- PAGE EXCERPT -

International criminal law and international humanitarian law tend to invigorate the deeply social and human dimensions of international law. These disciplines have been the object of some of the international community’s most important investments of the past decades. With the creation of the United Nation’s ad hoc international criminal tribunals in 1993 and 1994 as a response to Former Yugoslavia’s and Rwanda’s conflicts, international criminal law has truly been resurrected. It aims at ensuring greater repression and prosecution of crimes that compromise peace and international security, so that those who bear the greatest responsibility for atrocities inflicted on civilians or protected persons during armed conflict or in connection with crimes of genocide and crimes against humanity will not remain unpunished.
These disciplines thus have been the object of renewed interest within law schools and for a rapidly growing number of jurists. It is truly in the combination of the theoretical dimensions of these bodies of law and the practical training offered with our partners that International Criminal and Humanitarian Law Clinic of Laval University’s Faculty of Law (ICHLC) finds its purpose.
While promoting the acquisition of academic knowledge in the fields of international criminal law, humanitarian and human rights law, the Clinic primarily intends to encourage students to develop practical hands-on experience as well as to understand and apply highly complex and abstract fundamental legal principles. By allowing them to work on real cases, side-by-side with experienced practitioners and renowned national and international institutions, participating students are given the opportunity to assess the social impacts of international law through clinical legal education.
By acquiring practical experience in international criminal and humanitarian law, participating students will be able to further assess their capacity and interest to pursue a career or graduate studies in these areas of the law. The Clinic offers students the opportunity to work in a multicultural environment, which favours the development of professional skills and humane qualities. By introducing the students to these fields of law by means of theoretical and practical teachings, the Clinic aims at giving them the tools and personal interest to further develop strong theoretical and practical knowledge on their own. The Clinic also offers students a unique opportunity to gain practical experience in international law.

- PROVIDED MATERIAL -
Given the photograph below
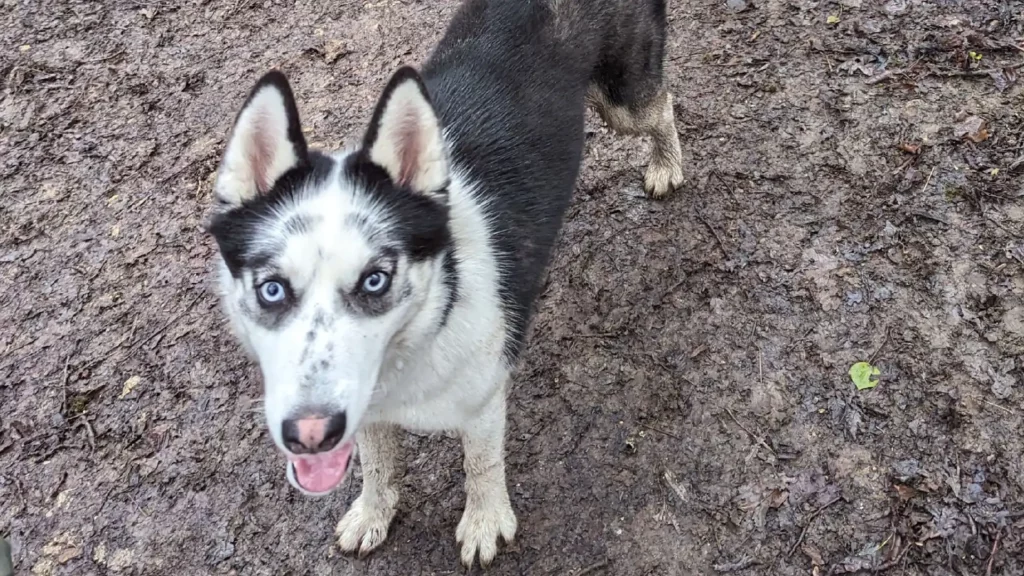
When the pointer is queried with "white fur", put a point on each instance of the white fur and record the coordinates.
(261, 126)
(395, 369)
(408, 123)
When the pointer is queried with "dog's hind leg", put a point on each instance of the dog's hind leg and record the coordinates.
(365, 525)
(656, 120)
(488, 511)
(629, 91)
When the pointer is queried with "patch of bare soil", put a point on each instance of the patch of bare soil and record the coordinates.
(855, 184)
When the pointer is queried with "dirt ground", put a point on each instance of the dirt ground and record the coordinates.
(854, 193)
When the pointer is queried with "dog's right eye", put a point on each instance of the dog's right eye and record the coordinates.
(271, 292)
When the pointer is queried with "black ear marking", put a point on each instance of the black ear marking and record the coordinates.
(404, 137)
(265, 144)
(279, 81)
(402, 75)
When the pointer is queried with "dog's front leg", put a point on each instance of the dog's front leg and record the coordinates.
(365, 525)
(488, 512)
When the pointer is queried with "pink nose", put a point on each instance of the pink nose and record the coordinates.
(309, 436)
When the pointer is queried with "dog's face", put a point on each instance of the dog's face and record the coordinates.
(331, 264)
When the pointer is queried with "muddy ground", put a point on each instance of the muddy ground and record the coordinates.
(854, 193)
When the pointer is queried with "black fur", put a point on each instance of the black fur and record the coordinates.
(509, 81)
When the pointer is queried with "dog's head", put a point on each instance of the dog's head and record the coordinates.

- TASK INSTRUCTIONS -
Could you reproduce, word for word, the stretch of the clinic text from "International criminal law and" through "not remain unpunished."?

- EXERCISE RESPONSE -
International criminal law and international humanitarian law tend to invigorate the deeply social and human dimensions of international law. These disciplines have been the object of some of the international community’s most important investments of the past decades. With the creation of the United Nation’s ad hoc international criminal tribunals in 1993 and 1994 as a response to Former Yugoslavia’s and Rwanda’s conflicts, international criminal law has truly been resurrected. It aims at ensuring greater repression and prosecution of crimes that compromise peace and international security, so that those who bear the greatest responsibility for atrocities inflicted on civilians or protected persons during armed conflict or in connection with crimes of genocide and crimes against humanity will not remain unpunished.